SELECTED PASSAGE:
%%
Target moved the Pride displays further back in the store due to the outcry and removed some of the offerings, but it didn’t stop the right from attacking.

Conservatives – living up to their reputation of making up something to be afraid of and then cowering in fear as they forget that they’re the ones who made it up – even made fake AI-generated images to share online of Satanic products and displays at the store. “If you are a Christian and a parent and you shop at target, Lord, have mercy on you,” the popular Facebook page “Christian Patriots” posted.

Target reported today that same-store sales dropped by 5.4% in the second quarter of this year when compared to the same period last year, and online sales fell by 10.5%. Obviously, this is unlikely only caused by the Target Pride display panic; it’s a big corporation and they are doing a lot of different things at once and the economy changes each year.

But conservatives do seem proud of themselves for this one. “Target just had its first sales drop in 6 years,” the popular Twitter account “End Wokeness” posted on Thursday. “Keep hitting them where it hurts.”

With Bud Light, the damage is more clear. After the beer brand sponsored a 50-second Instagram video with transgender influencer Dylan Mulvaney in April, it has lost its spot as the top beer in the U.S., second-quarter U.S. sales dropped by 26.5% compared to the same period last year, and parent company Anheuser-Busch laid off 2% of its U.S. workers. It’s hard to see a cause for this other than the backlash against the Mulvaney video.

For years, the right’s attempts to boycott corporations that support LGBTQ+ people have been a joke. The American Family Association boycotted Disney in the 1990s for giving employees same-sex partner benefits, and they ended their protest in 2005 without anything to show for it. One Million Moms – which is also run by the American Family Association – impotently announces boycotts of LGBTQ+-friendly brands several times a month without any success, other than collecting email addresses (They still haven’t joined the Bud Light boycott, perhaps envious that others could do a much better job than they ever could).

So the right succeeding here feels wrong. It doesn’t happen much but it happened here, twice in one year. And conservatives are very proud of it.

“Bud Light went woke, then Bud Light went Broke!” Rep. Lauren Boebert (R-CO) tweeted in July about the Anheuser-Busch layoffs, expressing joy that people lost their jobs.

But what did the right prove? Bud Light did nothing other than work with a transgender woman, a bubbly trans woman who makes positive content online and never did anything to harm others. Conservatives can’t even articulate a reason to hate her beyond the fact that she is transgender.

So conservatives showed Bud Light that they shouldn’t work with or hire transgender people? They proved that transgender people face rampant hatred and discrimination?

In what moral universe is that a victory?

With Target, their campaign was based on misinformation from the start, as well as a deep hatred of LGBTQ+ people. They were grossed out – often performatively – by seeing rainbow gear at their local store and it made them angry that LGBTQ+ people had a display at Target for a month. When it was clear that most people weren’t getting riled up enough by the rainbow gear, anti-LGBTQ+ people started lying about it. If their boycott would have succeeded without the lies and the fake images, they wouldn’t have giddily shared that misinformation in the first place.

So what message did they send to Target here? Avoid marketing to LGBTQ+ people at all? That there’s still a large part of the population that wants LGBTQ+ people to feel ashamed to exist in public? They showed that their hate and ignorance can affect a major corporation’s bottom line, true, but there’s no reason to be proud of that.

So let them be proud. Let them gloat. All they’re doing is proving that LGBTQ+ people are oppressed and that hate still holds power.

And exercising such power is something to actually be ashamed of.
%%
DATA TO EXAMINE:
%%
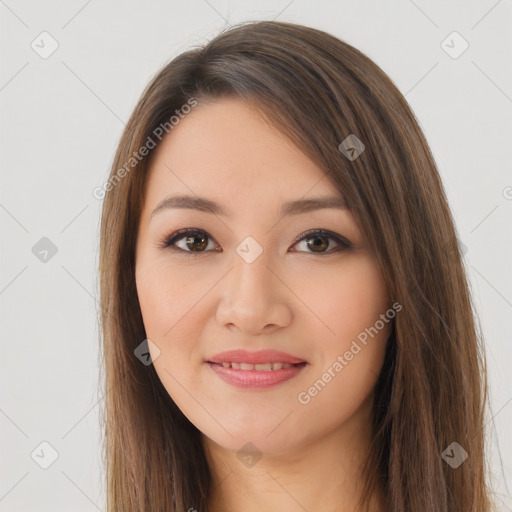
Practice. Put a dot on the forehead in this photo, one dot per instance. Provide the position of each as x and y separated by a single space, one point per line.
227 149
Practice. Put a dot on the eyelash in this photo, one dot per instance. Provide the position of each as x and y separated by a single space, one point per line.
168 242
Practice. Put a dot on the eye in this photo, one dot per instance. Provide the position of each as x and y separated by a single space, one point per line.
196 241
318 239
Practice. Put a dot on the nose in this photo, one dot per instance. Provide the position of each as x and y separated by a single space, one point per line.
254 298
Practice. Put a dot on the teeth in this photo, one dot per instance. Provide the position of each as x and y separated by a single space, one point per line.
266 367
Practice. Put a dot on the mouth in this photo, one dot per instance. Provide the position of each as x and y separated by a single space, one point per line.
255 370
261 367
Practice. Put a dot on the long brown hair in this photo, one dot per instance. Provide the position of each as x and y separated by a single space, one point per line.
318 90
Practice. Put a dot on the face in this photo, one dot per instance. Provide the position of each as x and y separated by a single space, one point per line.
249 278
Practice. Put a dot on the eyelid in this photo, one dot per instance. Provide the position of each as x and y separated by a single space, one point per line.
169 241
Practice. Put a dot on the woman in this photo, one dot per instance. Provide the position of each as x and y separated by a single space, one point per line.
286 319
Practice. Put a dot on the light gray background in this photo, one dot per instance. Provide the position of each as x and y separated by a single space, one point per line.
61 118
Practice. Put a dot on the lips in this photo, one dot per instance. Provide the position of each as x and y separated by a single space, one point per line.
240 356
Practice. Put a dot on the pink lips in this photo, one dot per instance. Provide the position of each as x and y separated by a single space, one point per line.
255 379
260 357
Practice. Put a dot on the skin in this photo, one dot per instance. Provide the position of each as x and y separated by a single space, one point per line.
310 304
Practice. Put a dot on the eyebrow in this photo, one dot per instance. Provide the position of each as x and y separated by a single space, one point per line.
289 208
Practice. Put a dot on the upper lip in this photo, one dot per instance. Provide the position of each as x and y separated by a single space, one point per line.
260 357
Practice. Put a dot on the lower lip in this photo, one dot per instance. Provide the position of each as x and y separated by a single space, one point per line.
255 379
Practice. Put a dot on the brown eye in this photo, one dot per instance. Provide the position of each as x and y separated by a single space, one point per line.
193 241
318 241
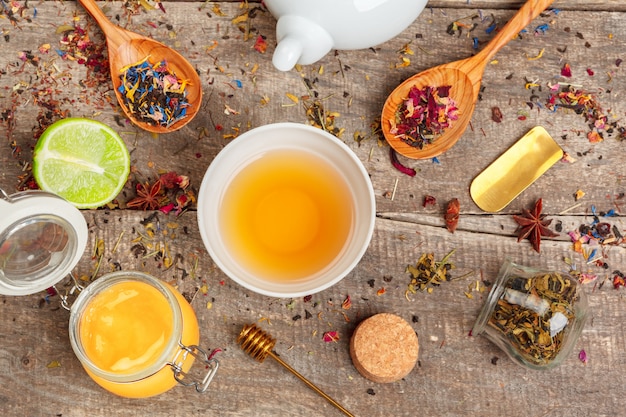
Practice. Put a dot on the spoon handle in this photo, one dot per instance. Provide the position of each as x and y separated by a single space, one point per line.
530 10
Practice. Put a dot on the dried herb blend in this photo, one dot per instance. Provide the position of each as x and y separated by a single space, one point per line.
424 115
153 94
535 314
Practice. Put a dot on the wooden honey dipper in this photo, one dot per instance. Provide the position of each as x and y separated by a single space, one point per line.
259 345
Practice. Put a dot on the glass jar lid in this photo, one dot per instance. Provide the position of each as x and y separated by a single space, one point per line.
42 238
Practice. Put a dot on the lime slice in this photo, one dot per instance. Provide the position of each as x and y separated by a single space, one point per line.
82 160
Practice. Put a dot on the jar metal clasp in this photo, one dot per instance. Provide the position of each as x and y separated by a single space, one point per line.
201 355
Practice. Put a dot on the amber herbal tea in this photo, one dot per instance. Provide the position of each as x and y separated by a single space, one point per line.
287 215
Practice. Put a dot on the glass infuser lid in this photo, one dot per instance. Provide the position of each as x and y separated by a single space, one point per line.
%%
INSTRUCTIONS FOR THE TASK:
Say whether each statement agrees with the opinion piece on the Target and Bud Light boycotts, answering yes or no and quoting the deciding words: (a) Target's online sales fell by 10.5%. (b) One Million Moms joined the Bud Light boycott. (c) The American Family Association ended its Disney protest in 2005. The data has nothing to do with this work.

PROBLEM SOLUTION:
(a) Yes: "online sales fell by 10.5%"
(b) No: "They still haven’t joined the Bud Light boycott"
(c) Yes: "they ended their protest in 2005 without anything to show for it"